» **The task**
Every entry below must appear again, exactly as written.

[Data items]
--- --- ---

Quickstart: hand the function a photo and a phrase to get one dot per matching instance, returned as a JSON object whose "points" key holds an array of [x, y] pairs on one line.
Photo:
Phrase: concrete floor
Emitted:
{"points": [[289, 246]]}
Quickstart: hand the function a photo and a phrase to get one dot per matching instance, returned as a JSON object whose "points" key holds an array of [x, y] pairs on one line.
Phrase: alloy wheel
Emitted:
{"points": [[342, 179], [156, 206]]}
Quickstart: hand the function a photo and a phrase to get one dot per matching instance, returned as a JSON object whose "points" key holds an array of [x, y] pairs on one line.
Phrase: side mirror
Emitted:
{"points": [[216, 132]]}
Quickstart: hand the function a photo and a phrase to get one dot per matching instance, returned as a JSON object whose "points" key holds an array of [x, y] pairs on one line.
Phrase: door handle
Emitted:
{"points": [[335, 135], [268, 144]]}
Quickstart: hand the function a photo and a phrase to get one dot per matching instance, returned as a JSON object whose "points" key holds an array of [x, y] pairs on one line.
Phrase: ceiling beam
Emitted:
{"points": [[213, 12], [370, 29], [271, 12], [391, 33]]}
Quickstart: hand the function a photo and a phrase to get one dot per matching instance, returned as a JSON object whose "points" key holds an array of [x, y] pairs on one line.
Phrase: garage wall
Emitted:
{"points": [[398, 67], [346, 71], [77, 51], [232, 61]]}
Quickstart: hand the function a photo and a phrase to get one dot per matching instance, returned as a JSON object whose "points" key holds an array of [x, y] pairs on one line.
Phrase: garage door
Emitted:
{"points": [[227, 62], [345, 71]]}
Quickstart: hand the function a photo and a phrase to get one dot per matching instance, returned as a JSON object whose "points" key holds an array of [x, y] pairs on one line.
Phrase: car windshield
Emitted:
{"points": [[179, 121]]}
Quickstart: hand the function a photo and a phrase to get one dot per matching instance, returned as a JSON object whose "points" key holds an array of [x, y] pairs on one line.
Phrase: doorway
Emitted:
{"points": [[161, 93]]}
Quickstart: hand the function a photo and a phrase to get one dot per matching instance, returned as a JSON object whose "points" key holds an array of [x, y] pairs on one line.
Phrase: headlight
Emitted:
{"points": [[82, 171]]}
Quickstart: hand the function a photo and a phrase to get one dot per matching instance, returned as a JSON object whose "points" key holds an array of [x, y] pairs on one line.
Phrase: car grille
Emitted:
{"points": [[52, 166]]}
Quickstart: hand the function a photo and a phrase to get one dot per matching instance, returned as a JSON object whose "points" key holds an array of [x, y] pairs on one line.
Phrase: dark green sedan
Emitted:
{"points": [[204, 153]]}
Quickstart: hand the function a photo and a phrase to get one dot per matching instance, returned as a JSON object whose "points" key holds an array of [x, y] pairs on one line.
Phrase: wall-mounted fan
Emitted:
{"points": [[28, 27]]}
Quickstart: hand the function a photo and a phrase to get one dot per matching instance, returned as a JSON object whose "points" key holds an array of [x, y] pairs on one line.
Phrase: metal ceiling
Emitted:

--- --- ---

» **Solved problem**
Quickstart: hand the function a photo and a phrase to get one dot per matching instance, returned as a JSON object whose "points" key holds an array of [x, y] pairs on one line.
Photo:
Phrase: concrete floor
Emitted:
{"points": [[289, 246]]}
Quickstart: hand the function a photo and a phrase to get one dot per matching instance, returned as a JSON object whose "points" key holds an array of [x, y] pairs on one line.
Phrase: alloy wheel
Emitted:
{"points": [[342, 179], [156, 206]]}
Quickstart: hand the function a photo and a phrase to get one dot per matching instance, returned as a JSON object whose "points" key holds an array of [x, y] pairs on one line.
Phrase: side mirror
Emitted:
{"points": [[216, 132]]}
Quickstart: hand the function a photo and a phrase to get one dot per matching instance, returned as a JSON object whose "points" key holds an array of [x, y] pairs on one line.
Phrase: door handle
Emitted:
{"points": [[335, 135], [268, 144]]}
Quickstart: hand the function a photo and a phrase to get one dot per matching instance, returned as a JSON object whose "points" key holds an array of [x, y] pairs on one line.
Phrase: ceiling beam
Emitted:
{"points": [[213, 12], [370, 29], [271, 12], [391, 33]]}
Quickstart: hand the function a photo and a phrase to get one dot per matching instance, returned as a JSON object whose "points" key holds an array of [x, y] pairs on one line.
Phrase: garage wall
Emitted:
{"points": [[398, 67], [346, 71], [77, 51], [232, 61]]}
Quickstart: hand the function a photo and a phrase to get one dot per matching instance, returned as a JSON object whose "points" key holds an array of [x, y] pairs on one line.
Phrase: garage door
Emitted:
{"points": [[227, 62], [345, 71]]}
Quickstart: hand the function a photo and a phrase to get one dot per matching instance, returned as a JSON object whose "points" key holds an array of [x, y] pairs on one line.
Phrase: car windshield
Emitted:
{"points": [[179, 121]]}
Quickstart: hand the function a photo and a phrase to get one dot per matching instance, returned as a JSON object whose "points" key holds an array of [x, y] pairs on one line.
Phrase: doorway
Emitted:
{"points": [[161, 93]]}
Quickstart: hand the function a photo and a phrase to get one dot per matching instance, returned as a JSON object whose "points" key holds an array of [x, y] pairs on one line.
Phrase: headlight
Emitted:
{"points": [[82, 171]]}
Quickstart: hand the function a photo and a phrase to get one dot per matching instance, returned as a JSON object whose "points" key holds an array of [x, y] pairs on one line.
Phrase: car grille
Emitted:
{"points": [[52, 166]]}
Quickstart: hand the function a photo and a phrase to get one dot per matching instance, returned as a JSON object whose "points" key holds an array of [x, y] pairs on one line.
Phrase: dark green sedan
Emitted:
{"points": [[204, 153]]}
Quickstart: hand the function a photo and a phrase to get one dot per matching instance, returned as a JSON object whose "points" key holds an array of [x, y] pairs on one line.
Phrase: wall-mounted fan
Emitted:
{"points": [[28, 27]]}
Quickstart: hand the function a photo and a phrase to get one dot per matching instance, returned as a JSON object whose "points" key holds an array of [x, y] pairs on one line.
Phrase: metal ceiling
Emitted:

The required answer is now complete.